Goal of the exercise: Every line in the listing is to be echoed verbatim.

Input material:

* * * * *

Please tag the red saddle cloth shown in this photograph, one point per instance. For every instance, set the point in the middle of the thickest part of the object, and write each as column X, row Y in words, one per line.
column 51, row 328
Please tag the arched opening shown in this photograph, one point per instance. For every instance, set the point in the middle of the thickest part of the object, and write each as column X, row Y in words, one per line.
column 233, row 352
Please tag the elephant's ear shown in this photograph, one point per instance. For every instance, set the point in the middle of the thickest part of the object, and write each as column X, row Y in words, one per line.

* * * * *

Task answer:
Please tag the red saddle cloth shown in this photograph, one point per instance. For every instance, set the point in the middle of the thickest part of the object, and write each as column X, row Y in words, one per line.
column 51, row 328
Please tag the arched opening shown in this photograph, one point per instance. For every instance, set the point in the middle of the thickest part of the object, and write each as column X, row Y in words, one per line.
column 233, row 352
Please tag the elephant's ear shown in this photograph, one point per instance. For every instance, set the point in the middle of the thickest part of the object, and write each as column X, row Y in words, one per line.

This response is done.